Supplied information:
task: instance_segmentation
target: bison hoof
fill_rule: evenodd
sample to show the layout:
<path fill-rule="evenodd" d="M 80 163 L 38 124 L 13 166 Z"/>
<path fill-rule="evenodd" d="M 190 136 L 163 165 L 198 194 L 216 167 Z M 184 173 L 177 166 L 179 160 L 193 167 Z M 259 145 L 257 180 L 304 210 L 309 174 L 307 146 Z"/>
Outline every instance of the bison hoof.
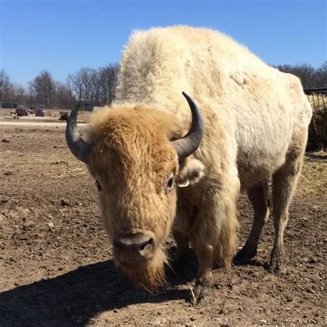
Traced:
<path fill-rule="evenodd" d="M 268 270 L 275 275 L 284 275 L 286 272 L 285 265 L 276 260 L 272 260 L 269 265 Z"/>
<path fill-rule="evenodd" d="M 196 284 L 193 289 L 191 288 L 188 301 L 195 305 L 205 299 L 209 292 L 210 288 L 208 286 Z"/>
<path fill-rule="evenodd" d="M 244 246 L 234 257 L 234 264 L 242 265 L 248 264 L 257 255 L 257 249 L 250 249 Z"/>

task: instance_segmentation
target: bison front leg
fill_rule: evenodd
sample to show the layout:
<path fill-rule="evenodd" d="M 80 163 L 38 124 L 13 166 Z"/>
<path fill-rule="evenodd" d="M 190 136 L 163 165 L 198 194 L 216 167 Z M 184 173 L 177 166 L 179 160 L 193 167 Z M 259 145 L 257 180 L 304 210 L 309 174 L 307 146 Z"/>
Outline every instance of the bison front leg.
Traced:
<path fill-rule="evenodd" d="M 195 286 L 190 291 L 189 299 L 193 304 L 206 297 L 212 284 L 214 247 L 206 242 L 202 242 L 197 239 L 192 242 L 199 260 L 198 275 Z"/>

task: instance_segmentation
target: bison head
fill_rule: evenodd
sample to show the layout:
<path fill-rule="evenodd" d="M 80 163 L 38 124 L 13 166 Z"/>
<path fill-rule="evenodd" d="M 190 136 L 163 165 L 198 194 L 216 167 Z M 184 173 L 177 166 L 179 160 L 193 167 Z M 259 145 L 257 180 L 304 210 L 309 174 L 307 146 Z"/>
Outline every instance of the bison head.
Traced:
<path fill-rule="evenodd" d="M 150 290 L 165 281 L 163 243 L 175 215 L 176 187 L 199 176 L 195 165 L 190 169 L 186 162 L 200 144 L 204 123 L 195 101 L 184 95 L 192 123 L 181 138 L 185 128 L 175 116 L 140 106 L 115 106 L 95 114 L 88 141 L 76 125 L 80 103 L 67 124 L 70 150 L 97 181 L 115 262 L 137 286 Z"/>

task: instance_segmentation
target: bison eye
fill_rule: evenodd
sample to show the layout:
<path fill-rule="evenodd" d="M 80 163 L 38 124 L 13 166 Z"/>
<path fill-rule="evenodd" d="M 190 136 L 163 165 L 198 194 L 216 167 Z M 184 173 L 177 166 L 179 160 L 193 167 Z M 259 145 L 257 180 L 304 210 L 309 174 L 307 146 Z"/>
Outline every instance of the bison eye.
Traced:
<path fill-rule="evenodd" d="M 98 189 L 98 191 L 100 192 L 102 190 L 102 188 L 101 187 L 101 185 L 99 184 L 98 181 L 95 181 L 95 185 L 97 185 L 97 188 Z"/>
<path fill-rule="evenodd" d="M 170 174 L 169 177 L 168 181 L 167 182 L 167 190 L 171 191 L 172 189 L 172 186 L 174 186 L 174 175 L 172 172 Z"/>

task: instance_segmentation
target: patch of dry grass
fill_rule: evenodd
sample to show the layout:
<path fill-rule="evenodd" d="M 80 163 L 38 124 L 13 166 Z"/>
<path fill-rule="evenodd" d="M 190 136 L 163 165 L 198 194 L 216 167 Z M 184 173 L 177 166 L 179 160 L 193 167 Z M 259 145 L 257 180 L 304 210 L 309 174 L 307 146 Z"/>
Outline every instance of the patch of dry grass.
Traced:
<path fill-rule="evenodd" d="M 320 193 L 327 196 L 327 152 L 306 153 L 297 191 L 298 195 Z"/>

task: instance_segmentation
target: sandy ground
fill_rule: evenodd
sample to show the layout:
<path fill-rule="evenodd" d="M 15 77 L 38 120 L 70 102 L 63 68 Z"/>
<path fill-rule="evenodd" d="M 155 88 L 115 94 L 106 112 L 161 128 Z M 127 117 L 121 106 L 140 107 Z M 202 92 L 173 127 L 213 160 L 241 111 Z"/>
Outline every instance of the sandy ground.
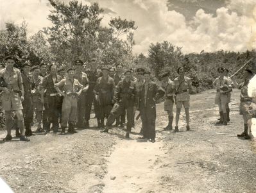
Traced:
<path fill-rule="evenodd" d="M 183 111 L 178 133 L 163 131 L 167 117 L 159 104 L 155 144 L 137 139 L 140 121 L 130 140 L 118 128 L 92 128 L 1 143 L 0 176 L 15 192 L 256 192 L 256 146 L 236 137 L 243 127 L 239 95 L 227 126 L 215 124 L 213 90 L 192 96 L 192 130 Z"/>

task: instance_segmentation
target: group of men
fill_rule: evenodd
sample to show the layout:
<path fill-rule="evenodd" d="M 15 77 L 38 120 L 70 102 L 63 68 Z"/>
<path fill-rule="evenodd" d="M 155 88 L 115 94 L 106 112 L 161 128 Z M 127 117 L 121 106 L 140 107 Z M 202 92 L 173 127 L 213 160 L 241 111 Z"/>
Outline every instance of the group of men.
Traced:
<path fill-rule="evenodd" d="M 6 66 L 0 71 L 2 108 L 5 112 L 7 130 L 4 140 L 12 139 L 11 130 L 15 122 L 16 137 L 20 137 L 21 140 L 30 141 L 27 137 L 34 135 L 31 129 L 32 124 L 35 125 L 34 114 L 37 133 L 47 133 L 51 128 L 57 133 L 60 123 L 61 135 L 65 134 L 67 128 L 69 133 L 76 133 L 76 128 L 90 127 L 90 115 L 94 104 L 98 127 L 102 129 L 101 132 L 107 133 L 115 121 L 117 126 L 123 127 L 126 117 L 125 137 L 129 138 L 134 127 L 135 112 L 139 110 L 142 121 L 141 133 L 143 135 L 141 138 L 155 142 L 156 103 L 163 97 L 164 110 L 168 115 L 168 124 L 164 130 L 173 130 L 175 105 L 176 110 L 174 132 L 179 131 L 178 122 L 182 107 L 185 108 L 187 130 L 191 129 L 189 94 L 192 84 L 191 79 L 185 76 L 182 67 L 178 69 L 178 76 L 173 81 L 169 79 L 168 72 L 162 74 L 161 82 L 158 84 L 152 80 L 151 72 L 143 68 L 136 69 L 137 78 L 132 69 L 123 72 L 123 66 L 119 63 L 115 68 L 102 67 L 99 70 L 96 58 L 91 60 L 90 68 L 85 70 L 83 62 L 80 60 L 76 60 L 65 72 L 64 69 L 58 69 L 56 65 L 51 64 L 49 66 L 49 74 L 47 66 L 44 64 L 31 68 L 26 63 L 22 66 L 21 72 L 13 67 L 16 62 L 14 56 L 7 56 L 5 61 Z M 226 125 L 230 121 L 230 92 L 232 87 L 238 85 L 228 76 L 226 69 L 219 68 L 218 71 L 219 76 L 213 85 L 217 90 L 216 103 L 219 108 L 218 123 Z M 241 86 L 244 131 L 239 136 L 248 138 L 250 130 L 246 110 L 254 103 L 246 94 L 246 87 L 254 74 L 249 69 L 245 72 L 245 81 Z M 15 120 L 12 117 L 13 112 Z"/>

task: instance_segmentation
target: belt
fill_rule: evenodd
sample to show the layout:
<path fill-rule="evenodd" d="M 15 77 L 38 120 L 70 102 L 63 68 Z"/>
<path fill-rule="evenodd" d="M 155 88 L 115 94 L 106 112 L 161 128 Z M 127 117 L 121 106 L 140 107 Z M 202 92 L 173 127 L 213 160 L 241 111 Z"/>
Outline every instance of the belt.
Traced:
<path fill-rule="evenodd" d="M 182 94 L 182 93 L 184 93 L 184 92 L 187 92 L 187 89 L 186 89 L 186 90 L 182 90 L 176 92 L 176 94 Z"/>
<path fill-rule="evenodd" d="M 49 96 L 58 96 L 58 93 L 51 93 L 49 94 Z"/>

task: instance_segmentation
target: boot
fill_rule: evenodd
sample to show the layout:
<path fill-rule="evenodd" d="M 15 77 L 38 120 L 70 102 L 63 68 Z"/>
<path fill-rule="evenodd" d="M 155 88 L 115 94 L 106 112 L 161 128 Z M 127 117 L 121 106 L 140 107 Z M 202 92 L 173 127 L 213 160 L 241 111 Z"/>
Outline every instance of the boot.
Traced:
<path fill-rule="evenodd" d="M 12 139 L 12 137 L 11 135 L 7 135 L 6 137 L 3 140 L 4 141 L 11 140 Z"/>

What this task involves:
Return every line of the records containing the word "target".

Full answer:
target: bison hoof
target: bison front leg
target: bison head
target: bison eye
target: patch of dry grass
target: sandy ground
target: group of men
target: belt
target: boot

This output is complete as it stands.